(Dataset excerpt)
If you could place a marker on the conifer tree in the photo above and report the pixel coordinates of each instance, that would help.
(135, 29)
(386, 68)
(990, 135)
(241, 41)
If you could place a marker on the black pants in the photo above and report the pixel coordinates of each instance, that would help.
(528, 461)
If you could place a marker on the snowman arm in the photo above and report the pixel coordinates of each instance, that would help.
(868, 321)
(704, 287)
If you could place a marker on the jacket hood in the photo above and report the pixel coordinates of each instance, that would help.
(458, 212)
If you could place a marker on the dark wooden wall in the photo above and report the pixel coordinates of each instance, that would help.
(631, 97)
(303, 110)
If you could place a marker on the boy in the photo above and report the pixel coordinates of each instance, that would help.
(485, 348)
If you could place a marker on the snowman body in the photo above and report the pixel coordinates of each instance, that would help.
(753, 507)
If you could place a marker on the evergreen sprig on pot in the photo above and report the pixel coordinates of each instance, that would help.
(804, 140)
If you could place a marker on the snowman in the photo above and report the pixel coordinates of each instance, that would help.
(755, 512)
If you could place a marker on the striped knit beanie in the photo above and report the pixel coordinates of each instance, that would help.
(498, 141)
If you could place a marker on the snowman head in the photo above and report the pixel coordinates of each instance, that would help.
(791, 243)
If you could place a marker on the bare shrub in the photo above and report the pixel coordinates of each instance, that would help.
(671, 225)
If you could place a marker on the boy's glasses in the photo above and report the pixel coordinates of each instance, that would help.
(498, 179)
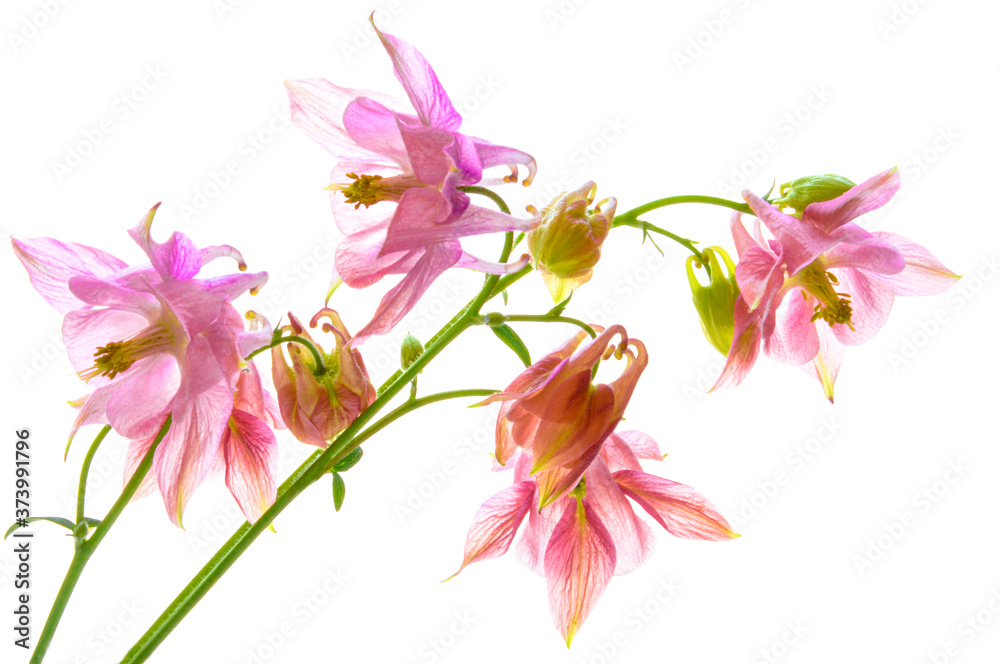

### [WORK TO DO]
Can you arrange the stretch from the line containing "If you could place a marker on the evergreen" through the end of the items as a numbered list, dropping blank lines and leaving out the pictures?

### [COMPLETE OUTPUT]
1. If you could place a marker on the evergreen sprig on pot in the photo above and report the pixel coordinates of each instance, that would help.
2. (804, 140)
3. If you could place a marker on the snowman in the photo above and report the pixel coordinates of each instance, that would help.
4. (755, 512)
5. If you could place a marker on the striped knit beanie in the photo above and report the pixel coordinates of each instance, that would help.
6. (498, 141)
7. If you could place a marker on the snowman head in the photo above and report the pixel coordinates of each instance, that would help.
8. (791, 243)
9. If you could place a marker on the bare shrub in the photo above and report the pixel coordinates of each instance, that would help.
10. (671, 225)
11. If you could place a marker on the boy's glasses in the photo above and report the pixel coordinates of each instance, that would help.
12. (498, 179)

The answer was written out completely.